This past week, two of my cats have found such good hiding places in my house that I honestly couldn’t find them, even though I looked everywhere. I jokingly thought to myself that there might be a secret time portal in my house that only they know about and can slip in and out of at will.
I actually think about portals in time a lot. It probably started when I was a kid and saw the old Twilight Zone episode, “The Odyssey of Flight 33”, which concerns a commercial airliner that inadvertently travels back in time. Yes, it’s fiction, like so many other fantastical stories of slipping into another time and place, but I’m one of those types of people who chooses to believe that fact can be stranger than fiction and that the universe is inconceivably vast. So who am I to say that portals in time are something that could never exist?
When it comes to portals in the fictional sense, there is almost always something that one needs to pass through. It could be a very odd looking cloud that a plane flies through, it could be a cave, it could be a shimmering shape of light, a tunnel, a doorway, or any number of things.
On the last camping trip I took this summer, I let my mind wander for just a moment. I was on my way back to the campground by way of a short trail that went out to the beach. Right before getting back, there was a metal tunnel that actually goes under the road and pops you out right in front of the campground.
I stopped at the opening to the tunnel. No one else was around. For just a moment, I closed my eyes and imagined that when I stepped into the tunnel, I would travel back to a point in time where, back at the campsite, Mario would be sitting in one of our folding chairs, holding his wine glass, and waiting for me to get back to start up the campfire.
Well, the tunnel was, of course, not a time portal, unless you want to call it a portal to a past memory. If I reframe it and redefine it, I have been through quite a few metaphorical portals where I essentially passed from one time to another (although always moving forward in time). I most certainly went through one when I passed through the hospital doors the night Mario died–walking into a new, weird, time period I’d previously had no experience in.
As a widowed person, I’m probably not the only one who lets their mind wander to the past. I’m probably not the only one who wishes they could go back and relive a good memory one more time or perhaps influence events and change outcomes.
I’m reminded of a quote from Albert Einstein:
“Now he has again preceded me a little in parting from this strange world. This has no importance. For people like us who believe in physics, the separation between past, present and future has only the importance of an admittedly tenacious illusion.”
He penned this in a letter to a friend’s family after that friend’s passing and ironically, only a matter of weeks before his own death. Many have taken some liberties with the quote or reformatted it to simply, “time is an illusion”. But the purpose of his letter was not to talk physics or actual theories, but to comfort the family of his friend while they were grieving their loss.
It’s a very human, and natural thing to long for “more time” or desire to go back in time and change things. But still, those metaphorical portals can exist, where we can play with time. And so, when it helps to soften the blow, I create my own portal and travel back to to a happy memory.

[Collected data]
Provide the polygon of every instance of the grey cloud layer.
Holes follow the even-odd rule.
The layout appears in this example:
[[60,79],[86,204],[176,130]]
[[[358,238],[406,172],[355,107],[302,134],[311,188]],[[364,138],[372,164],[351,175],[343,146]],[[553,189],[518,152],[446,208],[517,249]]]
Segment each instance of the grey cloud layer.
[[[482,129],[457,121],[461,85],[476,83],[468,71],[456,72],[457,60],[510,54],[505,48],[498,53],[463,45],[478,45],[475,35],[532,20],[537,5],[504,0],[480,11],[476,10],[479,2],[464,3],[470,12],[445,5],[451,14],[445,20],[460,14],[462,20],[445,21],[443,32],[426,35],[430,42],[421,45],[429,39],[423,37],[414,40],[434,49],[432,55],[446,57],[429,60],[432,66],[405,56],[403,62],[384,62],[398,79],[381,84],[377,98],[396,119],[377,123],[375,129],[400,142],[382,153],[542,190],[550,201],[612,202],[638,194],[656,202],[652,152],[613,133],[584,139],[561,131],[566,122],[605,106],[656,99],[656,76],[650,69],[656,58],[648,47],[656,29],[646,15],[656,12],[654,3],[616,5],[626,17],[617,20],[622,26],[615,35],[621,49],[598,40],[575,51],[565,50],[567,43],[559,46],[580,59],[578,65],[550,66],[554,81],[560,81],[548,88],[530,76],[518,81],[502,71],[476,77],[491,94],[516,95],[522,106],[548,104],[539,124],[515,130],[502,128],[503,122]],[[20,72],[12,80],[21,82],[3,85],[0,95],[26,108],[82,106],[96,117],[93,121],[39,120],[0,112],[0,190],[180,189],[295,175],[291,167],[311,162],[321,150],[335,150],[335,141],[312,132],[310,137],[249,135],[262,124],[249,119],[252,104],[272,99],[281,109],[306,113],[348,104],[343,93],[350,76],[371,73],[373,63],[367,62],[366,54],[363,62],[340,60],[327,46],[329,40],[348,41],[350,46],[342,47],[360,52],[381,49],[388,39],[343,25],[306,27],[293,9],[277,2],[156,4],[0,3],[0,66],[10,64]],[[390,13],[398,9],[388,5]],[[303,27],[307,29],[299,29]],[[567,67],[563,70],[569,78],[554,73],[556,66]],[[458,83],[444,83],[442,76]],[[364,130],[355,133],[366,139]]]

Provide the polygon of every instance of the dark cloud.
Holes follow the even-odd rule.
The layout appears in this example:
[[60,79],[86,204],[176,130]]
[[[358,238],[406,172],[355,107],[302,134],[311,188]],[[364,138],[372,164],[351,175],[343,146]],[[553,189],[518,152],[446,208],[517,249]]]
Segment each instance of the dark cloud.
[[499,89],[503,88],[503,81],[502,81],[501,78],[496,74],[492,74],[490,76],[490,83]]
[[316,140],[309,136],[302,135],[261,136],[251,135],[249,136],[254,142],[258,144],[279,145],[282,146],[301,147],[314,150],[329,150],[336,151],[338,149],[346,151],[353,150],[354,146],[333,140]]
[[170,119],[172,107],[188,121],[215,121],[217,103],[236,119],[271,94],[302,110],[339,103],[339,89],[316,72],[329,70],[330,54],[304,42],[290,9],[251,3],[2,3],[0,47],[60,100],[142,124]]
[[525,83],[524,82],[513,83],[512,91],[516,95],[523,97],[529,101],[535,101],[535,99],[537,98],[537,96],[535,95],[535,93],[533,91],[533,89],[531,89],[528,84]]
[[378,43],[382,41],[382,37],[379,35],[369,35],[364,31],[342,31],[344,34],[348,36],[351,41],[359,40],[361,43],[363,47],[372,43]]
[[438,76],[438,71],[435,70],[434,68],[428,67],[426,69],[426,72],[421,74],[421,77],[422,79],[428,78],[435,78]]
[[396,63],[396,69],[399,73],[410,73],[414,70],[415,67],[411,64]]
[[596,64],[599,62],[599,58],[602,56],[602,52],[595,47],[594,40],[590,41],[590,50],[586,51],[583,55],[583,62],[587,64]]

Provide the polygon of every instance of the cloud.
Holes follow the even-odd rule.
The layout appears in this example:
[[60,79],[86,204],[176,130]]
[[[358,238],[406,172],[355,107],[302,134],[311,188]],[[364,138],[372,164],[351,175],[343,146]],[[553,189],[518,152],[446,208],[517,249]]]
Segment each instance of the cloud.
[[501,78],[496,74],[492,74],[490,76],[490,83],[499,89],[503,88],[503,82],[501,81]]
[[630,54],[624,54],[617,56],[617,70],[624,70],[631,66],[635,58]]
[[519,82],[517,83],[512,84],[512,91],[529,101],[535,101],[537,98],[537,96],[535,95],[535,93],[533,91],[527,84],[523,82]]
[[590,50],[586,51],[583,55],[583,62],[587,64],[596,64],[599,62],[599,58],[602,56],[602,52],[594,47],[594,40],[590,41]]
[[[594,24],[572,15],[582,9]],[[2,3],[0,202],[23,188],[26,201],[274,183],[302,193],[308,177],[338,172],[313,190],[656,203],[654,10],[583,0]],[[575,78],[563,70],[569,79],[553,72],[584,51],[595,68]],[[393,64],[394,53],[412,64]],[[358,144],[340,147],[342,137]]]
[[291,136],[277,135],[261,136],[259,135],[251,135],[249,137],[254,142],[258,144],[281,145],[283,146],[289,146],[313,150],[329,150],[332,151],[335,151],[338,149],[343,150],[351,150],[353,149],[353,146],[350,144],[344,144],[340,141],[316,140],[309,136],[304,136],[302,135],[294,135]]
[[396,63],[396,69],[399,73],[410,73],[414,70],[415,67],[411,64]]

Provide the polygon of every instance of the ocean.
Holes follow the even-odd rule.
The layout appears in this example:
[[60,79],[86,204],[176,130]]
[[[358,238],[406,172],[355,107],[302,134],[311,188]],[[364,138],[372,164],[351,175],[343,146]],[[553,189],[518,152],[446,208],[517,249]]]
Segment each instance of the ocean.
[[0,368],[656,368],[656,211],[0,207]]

» Work task 1: What is the title of the Twilight Zone episode named in the essay?
» Work task 2: Reproduce the essay from "Well, the tunnel" up to and including "and change outcomes.".
» Work task 3: Summarize the essay in three sentences.
The entries are material separate from the essay.

» Written response 1: "The Odyssey of Flight 33"

» Written response 2:
Well, the tunnel was, of course, not a time portal, unless you want to call it a portal to a past memory. If I reframe it and redefine it, I have been through quite a few metaphorical portals where I essentially passed from one time to another (although always moving forward in time). I most certainly went through one when I passed through the hospital doors the night Mario died–walking into a new, weird, time period I’d previously had no experience in.
As a widowed person, I’m probably not the only one who lets their mind wander to the past. I’m probably not the only one who wishes they could go back and relive a good memory one more time or perhaps influence events and change outcomes.

» Written response 3: Prompted by two cats that hid so well they couldn't be found, the writer reflects on a long fascination with time portals that began with a Twilight Zone episode about an airliner traveling back in time. On a camping trip, the writer paused at a tunnel and imagined it leading back to a moment when Mario was waiting at the campsite, and describes passing through the hospital doors the night Mario died as a metaphorical portal into a new time. Recalling a letter Einstein wrote to comfort a grieving family, the writer concludes that, when it helps soften the blow, creating a personal portal back to a happy memory is possible.